> **DIRECTIVE 1**:
Reproduce word for word the portion of the passage on charter school executive pay that begins with the words "Eva Moskowitz, the" and ends with "is paid $250,000.".

The Detroit Free Press ran a story about a candidate for the U.S. Senate who will have to take a big pay cut if he wins.
He currently is paid $553,000 in total compensation to oversee and fundraise for three small charter schools, enrolling 1,500 students.
If legislators and business groups are really concerned about reining in the costs of education, they should require that charter school executives are paid salaries no greater than the local district superintendent. That is, if charter schools really are public schools. I await the day when some smart researcher compiles a list of the charter leaders of the national charter chains and their salaries. For public officials, that is a matter of public record. It should be a matter of public record for charter executives, if they are public schools.
Of course, this particular executive was responsible for only three schools, not a national charter chain.
Eva Moskowitz, the head of the Success Academy chain in New York City is paid about $400,000. Geoffrey Canada, who oversees the Harlem Children’s Zone, is paid between $400,000-500,000. Deborah Kenney of Harlem Village Academy is paid more than $400,000. This is considerably more than the chancellor of the New York City public schools, who is paid $250,000.

> **DIRECTIVE 2**:
From the entries below, write out verbatim the lines running from the one containing "Target: leafy shrub" through the one containing "column 348, row 830", with both of those lines included.

> **EXTRACTED RECORDS**:
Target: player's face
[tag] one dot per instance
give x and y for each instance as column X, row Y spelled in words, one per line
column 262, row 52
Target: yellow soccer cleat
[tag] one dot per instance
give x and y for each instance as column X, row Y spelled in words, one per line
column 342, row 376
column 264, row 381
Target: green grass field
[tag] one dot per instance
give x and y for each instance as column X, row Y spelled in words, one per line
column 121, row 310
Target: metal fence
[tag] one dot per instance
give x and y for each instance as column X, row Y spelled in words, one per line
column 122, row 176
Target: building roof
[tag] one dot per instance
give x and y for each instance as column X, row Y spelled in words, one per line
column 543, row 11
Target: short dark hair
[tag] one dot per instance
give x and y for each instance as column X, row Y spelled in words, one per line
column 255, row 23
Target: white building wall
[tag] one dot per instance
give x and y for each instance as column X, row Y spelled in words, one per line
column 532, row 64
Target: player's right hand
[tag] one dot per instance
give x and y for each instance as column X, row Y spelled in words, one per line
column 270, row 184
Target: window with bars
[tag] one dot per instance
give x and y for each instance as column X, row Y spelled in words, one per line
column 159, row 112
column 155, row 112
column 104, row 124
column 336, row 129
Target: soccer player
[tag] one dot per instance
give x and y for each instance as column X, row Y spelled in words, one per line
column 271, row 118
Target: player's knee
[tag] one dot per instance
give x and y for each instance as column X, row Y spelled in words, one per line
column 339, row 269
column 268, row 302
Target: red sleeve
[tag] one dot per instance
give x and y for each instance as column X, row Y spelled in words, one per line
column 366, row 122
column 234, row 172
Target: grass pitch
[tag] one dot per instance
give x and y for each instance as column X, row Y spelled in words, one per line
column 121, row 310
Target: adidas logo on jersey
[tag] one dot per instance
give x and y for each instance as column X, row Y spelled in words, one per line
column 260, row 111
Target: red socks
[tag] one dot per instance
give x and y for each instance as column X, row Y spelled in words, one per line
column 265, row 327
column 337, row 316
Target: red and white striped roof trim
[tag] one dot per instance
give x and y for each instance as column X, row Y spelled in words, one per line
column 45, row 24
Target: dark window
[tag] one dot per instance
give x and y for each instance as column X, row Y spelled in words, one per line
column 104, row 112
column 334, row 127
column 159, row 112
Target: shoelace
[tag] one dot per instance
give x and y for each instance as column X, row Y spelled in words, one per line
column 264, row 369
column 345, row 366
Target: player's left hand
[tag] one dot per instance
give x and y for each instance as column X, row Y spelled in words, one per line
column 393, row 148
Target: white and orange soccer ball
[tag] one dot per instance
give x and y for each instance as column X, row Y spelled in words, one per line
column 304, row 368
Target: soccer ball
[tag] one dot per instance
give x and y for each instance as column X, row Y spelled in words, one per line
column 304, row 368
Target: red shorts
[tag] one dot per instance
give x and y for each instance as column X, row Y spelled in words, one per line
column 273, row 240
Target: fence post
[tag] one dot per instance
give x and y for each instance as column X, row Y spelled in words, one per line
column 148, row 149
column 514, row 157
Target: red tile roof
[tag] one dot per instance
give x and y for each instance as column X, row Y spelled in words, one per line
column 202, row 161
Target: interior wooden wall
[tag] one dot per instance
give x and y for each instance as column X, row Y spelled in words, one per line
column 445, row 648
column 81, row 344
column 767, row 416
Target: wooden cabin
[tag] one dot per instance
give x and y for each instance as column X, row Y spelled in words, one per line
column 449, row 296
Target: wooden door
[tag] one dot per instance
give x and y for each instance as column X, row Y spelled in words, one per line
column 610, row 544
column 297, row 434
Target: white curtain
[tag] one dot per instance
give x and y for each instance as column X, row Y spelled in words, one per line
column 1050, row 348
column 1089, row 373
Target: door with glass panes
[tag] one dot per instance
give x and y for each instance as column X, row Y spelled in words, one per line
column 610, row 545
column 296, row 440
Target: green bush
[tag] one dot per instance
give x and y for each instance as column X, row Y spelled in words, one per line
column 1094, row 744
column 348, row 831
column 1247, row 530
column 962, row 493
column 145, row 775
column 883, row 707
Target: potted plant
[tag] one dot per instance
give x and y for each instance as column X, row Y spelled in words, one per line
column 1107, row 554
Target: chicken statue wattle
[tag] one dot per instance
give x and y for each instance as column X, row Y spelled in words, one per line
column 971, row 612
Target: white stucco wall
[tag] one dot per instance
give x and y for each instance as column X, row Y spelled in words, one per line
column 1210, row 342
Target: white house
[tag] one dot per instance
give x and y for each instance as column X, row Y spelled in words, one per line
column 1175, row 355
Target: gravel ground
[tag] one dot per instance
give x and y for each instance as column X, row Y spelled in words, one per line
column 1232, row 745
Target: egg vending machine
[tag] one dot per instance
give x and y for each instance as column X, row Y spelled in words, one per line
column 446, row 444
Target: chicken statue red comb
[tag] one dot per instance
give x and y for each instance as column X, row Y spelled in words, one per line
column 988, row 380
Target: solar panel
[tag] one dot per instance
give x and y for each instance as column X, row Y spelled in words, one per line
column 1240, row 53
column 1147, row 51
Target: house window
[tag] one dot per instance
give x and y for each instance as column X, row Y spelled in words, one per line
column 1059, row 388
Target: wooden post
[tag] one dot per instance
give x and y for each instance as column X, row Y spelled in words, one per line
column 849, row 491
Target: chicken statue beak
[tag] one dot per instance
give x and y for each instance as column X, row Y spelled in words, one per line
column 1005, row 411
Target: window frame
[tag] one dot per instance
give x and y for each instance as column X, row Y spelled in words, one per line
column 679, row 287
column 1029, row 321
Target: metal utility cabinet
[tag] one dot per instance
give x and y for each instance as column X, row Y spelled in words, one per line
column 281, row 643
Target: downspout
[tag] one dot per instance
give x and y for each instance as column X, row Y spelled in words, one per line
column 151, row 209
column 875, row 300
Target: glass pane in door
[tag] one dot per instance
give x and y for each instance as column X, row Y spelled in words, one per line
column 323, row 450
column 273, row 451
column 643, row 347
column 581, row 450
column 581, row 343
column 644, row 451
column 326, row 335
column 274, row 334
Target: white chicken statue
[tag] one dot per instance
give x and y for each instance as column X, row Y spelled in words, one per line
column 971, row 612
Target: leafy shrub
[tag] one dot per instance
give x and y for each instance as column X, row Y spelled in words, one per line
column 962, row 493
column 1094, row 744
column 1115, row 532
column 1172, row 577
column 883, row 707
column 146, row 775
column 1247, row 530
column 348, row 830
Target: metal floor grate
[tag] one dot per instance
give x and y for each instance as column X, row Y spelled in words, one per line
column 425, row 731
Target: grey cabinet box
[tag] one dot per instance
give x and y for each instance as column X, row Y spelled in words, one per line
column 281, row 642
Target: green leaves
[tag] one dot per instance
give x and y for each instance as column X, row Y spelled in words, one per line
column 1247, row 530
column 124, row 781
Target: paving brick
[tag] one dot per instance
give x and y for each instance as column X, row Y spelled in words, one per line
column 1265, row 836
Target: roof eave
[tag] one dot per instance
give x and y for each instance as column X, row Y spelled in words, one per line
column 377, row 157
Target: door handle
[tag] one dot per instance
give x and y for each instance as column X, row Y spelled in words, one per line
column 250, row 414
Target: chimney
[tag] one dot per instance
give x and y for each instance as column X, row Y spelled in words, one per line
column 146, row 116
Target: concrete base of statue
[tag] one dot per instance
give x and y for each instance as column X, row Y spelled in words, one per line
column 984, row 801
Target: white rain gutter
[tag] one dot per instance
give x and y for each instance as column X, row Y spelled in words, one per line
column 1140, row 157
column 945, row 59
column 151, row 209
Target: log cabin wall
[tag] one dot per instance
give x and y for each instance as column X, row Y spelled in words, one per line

> **WRITTEN SOLUTION 1**:
Eva Moskowitz, the head of the Success Academy chain in New York City is paid about $400,000. Geoffrey Canada, who oversees the Harlem Children’s Zone, is paid between $400,000-500,000. Deborah Kenney of Harlem Village Academy is paid more than $400,000. This is considerably more than the chancellor of the New York City public schools, who is paid $250,000.

> **WRITTEN SOLUTION 2**:
Target: leafy shrub
[tag] one dot per instance
give x and y for each instance as column X, row Y spelled in words, one per line
column 962, row 493
column 1094, row 744
column 1115, row 532
column 1172, row 577
column 883, row 707
column 146, row 775
column 1247, row 530
column 348, row 830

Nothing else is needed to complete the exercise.